(Data items)
###

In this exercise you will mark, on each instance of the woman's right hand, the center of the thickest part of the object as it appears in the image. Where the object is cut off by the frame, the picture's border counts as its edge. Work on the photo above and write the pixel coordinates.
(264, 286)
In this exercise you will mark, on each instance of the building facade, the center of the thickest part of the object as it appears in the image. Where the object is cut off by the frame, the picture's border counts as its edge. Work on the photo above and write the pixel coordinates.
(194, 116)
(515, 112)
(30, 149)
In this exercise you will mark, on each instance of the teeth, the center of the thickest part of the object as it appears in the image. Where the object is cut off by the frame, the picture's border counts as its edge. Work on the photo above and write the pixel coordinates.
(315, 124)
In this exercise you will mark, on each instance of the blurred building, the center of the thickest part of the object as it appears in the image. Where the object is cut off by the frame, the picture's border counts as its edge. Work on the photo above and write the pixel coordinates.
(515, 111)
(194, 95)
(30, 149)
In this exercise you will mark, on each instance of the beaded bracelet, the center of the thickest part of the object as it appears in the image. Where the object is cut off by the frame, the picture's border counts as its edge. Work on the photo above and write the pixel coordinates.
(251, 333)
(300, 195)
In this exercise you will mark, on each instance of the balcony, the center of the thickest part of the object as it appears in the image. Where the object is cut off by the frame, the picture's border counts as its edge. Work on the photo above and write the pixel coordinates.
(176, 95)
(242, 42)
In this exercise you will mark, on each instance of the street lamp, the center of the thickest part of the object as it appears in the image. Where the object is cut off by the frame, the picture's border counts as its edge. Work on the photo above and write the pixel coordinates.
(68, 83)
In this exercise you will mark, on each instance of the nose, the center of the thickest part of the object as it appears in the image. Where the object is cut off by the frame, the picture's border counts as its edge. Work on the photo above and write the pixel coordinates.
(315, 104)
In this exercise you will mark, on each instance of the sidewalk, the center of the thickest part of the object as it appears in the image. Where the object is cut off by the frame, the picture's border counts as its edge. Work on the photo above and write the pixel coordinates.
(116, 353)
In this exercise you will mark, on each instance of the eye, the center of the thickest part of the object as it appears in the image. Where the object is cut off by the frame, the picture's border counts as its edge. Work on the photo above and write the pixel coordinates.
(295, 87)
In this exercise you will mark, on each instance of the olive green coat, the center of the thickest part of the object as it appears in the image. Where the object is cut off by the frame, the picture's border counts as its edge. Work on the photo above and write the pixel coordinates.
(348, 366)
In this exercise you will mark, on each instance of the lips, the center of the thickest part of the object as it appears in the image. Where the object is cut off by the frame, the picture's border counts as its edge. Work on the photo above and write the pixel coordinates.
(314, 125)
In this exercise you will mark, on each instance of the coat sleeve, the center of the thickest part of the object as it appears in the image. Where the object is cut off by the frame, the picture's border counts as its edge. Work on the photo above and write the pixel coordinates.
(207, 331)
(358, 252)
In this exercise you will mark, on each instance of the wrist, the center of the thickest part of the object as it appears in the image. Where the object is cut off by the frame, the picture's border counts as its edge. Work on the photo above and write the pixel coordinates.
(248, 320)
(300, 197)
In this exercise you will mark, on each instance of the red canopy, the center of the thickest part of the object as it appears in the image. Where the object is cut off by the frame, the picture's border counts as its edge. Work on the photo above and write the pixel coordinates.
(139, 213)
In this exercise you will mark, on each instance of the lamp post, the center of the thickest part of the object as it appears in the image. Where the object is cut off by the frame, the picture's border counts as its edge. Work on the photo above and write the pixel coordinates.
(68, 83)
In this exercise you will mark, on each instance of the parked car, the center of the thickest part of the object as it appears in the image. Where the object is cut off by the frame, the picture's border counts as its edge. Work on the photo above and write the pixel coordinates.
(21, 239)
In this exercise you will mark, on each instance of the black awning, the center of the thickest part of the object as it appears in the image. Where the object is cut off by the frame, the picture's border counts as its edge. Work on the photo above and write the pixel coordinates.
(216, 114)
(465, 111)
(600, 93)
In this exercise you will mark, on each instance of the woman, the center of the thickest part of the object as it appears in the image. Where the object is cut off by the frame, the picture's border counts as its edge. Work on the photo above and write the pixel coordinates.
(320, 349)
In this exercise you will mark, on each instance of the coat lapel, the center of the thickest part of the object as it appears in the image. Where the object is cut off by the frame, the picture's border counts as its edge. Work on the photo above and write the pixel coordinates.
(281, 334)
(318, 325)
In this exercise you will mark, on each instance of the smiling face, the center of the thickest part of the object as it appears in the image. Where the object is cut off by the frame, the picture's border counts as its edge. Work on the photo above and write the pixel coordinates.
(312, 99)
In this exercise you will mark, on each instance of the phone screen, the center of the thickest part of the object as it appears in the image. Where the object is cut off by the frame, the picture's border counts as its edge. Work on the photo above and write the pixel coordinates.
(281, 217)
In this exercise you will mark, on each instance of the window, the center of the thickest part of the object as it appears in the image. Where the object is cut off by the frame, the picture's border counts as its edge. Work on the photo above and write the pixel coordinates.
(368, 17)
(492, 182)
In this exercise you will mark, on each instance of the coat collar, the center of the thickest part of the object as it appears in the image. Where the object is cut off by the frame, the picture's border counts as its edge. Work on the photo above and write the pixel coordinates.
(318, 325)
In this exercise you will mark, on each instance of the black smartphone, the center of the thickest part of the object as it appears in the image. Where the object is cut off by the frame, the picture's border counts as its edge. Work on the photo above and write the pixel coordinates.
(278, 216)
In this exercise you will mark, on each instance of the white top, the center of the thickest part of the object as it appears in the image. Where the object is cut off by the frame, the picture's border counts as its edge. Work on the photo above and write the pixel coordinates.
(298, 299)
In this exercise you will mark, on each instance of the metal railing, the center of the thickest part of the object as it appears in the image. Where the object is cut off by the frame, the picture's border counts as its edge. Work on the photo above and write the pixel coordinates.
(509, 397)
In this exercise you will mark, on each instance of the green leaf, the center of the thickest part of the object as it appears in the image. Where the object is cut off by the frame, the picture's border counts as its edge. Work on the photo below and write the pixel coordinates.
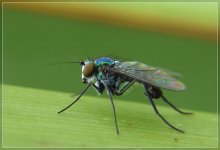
(30, 119)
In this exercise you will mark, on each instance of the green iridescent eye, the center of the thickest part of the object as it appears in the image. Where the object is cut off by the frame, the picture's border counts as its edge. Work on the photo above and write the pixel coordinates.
(88, 69)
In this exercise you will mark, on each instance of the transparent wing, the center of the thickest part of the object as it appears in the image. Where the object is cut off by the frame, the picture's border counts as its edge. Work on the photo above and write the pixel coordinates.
(149, 75)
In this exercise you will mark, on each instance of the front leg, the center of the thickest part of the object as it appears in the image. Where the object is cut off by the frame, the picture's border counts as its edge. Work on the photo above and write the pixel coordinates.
(99, 87)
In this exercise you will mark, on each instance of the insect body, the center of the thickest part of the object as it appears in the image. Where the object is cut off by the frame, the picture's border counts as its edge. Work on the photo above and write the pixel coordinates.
(117, 77)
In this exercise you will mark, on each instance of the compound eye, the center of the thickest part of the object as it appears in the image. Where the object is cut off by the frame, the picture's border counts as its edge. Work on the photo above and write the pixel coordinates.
(88, 69)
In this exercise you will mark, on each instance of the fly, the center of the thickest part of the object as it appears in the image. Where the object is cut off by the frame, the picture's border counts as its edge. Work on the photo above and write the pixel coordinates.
(117, 77)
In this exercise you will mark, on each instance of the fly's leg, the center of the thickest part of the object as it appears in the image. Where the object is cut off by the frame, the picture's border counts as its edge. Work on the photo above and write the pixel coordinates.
(113, 106)
(124, 88)
(157, 112)
(98, 86)
(174, 107)
(83, 91)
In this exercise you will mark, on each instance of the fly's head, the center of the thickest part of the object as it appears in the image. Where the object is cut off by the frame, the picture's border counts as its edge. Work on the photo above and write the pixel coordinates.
(88, 71)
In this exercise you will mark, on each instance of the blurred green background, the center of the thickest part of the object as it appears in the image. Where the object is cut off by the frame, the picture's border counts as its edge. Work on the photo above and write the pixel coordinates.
(33, 40)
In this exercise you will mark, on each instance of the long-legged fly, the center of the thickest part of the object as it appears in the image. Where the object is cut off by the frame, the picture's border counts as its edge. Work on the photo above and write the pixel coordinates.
(117, 77)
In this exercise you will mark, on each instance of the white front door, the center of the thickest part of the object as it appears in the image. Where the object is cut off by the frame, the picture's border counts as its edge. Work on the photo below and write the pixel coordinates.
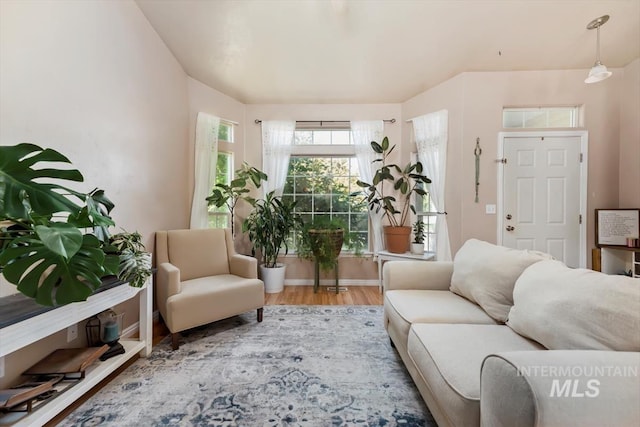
(543, 190)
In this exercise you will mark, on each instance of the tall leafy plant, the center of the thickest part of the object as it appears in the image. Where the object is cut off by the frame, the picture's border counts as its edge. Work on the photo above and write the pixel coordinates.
(53, 239)
(269, 225)
(238, 189)
(404, 181)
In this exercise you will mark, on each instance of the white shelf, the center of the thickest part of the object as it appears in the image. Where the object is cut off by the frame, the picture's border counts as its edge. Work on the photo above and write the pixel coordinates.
(31, 330)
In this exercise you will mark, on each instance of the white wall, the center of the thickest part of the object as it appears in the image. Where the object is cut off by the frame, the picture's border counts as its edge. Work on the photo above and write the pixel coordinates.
(475, 101)
(629, 173)
(94, 81)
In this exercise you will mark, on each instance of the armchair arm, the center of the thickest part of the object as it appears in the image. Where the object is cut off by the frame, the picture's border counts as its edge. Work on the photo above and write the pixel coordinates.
(560, 388)
(431, 275)
(168, 282)
(243, 266)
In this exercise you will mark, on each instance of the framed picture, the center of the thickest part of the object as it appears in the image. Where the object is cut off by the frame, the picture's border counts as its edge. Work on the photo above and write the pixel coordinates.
(615, 226)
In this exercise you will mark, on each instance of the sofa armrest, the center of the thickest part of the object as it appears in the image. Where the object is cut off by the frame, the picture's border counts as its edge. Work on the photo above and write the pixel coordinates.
(243, 266)
(560, 388)
(429, 275)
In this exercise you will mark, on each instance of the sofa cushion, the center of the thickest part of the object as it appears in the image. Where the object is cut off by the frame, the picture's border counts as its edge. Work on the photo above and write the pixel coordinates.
(404, 307)
(565, 308)
(449, 358)
(485, 274)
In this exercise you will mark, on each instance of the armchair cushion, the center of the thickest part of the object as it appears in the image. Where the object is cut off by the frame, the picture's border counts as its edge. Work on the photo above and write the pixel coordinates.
(198, 254)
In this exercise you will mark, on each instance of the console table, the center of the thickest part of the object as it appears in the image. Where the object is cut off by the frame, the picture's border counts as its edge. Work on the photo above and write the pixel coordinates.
(17, 335)
(620, 260)
(407, 256)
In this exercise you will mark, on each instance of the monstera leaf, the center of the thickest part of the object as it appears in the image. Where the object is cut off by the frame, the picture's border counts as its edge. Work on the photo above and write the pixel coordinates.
(43, 268)
(20, 193)
(95, 214)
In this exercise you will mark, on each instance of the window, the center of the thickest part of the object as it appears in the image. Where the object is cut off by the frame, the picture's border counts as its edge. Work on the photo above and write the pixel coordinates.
(220, 217)
(322, 173)
(540, 117)
(426, 212)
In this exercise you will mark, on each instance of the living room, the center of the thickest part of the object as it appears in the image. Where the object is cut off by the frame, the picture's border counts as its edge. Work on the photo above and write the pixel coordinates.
(95, 81)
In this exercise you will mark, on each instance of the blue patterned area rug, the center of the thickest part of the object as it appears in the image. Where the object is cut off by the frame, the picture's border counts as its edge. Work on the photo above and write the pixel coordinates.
(302, 366)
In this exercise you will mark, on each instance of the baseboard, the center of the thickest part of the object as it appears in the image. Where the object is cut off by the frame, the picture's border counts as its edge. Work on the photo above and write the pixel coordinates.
(134, 328)
(331, 282)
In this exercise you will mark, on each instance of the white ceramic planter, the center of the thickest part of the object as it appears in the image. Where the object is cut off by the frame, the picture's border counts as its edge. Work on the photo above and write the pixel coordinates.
(417, 248)
(273, 278)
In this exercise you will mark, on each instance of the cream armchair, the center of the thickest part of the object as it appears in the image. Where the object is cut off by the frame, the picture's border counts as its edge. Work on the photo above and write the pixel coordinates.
(202, 279)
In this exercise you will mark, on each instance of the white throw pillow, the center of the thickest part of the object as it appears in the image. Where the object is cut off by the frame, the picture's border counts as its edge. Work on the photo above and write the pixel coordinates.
(486, 273)
(564, 308)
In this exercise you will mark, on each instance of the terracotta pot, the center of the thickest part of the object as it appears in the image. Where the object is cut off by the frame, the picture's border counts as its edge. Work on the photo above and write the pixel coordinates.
(397, 239)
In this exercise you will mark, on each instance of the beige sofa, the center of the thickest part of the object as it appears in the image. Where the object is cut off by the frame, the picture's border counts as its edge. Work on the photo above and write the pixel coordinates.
(568, 354)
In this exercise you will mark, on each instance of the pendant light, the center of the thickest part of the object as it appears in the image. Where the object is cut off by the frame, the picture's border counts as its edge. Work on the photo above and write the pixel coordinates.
(599, 71)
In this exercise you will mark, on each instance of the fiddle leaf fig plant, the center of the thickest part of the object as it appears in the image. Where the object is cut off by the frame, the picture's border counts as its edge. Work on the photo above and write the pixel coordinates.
(53, 239)
(269, 225)
(405, 182)
(229, 194)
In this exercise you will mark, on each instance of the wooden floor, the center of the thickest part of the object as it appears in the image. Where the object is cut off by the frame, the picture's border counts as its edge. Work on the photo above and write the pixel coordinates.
(303, 295)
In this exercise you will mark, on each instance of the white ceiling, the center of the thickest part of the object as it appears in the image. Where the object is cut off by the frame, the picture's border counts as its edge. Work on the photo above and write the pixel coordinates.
(379, 51)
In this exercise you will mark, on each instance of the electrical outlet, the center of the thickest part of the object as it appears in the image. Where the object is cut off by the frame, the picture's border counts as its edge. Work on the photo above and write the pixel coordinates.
(72, 333)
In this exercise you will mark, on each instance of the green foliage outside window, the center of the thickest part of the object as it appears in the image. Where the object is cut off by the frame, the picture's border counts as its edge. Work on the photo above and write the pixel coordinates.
(321, 186)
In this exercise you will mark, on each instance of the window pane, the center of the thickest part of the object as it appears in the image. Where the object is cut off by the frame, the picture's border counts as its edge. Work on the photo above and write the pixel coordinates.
(303, 137)
(540, 117)
(326, 189)
(341, 137)
(225, 132)
(220, 217)
(535, 119)
(321, 137)
(512, 119)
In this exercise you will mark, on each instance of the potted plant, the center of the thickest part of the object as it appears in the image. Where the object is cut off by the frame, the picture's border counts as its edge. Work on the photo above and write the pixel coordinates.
(269, 225)
(405, 182)
(229, 195)
(321, 241)
(134, 261)
(417, 245)
(54, 241)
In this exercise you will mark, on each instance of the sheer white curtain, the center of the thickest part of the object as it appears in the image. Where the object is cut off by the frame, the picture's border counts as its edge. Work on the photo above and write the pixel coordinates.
(205, 150)
(431, 133)
(363, 132)
(277, 141)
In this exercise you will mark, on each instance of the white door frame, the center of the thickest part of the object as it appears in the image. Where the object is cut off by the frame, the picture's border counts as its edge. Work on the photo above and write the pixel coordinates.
(584, 140)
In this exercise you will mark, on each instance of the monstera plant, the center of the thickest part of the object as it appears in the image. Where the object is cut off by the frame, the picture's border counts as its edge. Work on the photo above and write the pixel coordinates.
(54, 241)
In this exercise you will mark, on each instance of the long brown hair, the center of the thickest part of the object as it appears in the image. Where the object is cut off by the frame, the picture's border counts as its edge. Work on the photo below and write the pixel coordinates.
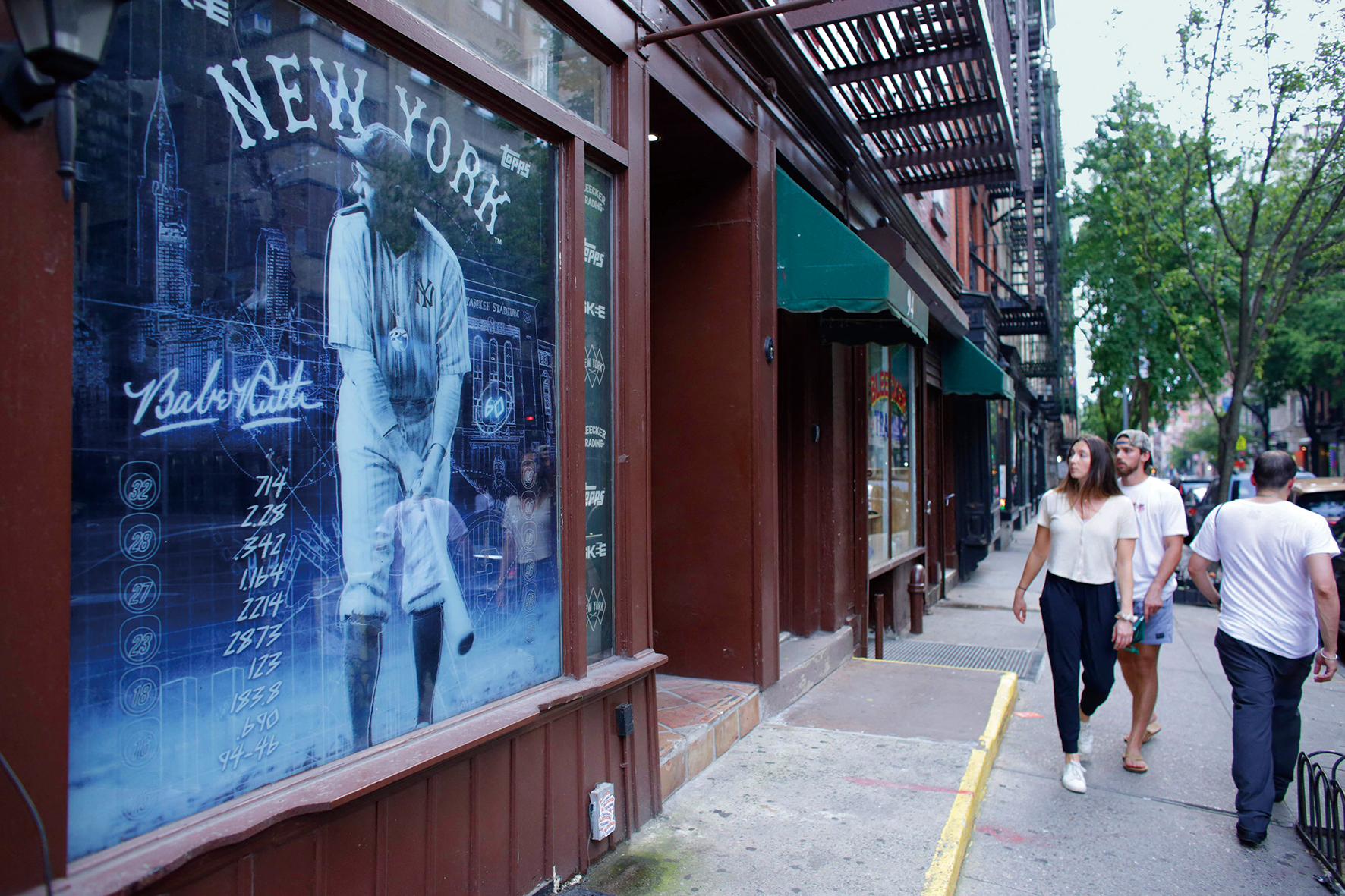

###

Aim of the exercise: Format every line from the one containing "the white door" through the end of the items as a JSON list of strings, one string per line, with blank lines skipped. Leave the pictures out of the list.

Correct output:
[
  "In this exercise you will mark, on each instance of the white door frame, the center of the thickest part of the object as it appears in the image. Where the object is cut off by the frame, the picture's border counts as its edge. Work on the photo above and write the pixel coordinates.",
  "(584, 140)",
  "In this exercise you will mark, on each instance of the monstera plant, the center of the thickest part of the object as it appears in the image. Where the object is cut off by the frame, the picture's border counts as its edge. Work on the photo above and write the pixel coordinates.",
  "(54, 241)",
  "In this exercise you will mark, on each instance of the long brown hair, the center of the thickest part of the object as it appears in the image. Where the object is cut off by the frame, the picture's border counts as its edge. Work on the photo below and write the pixel coordinates."
]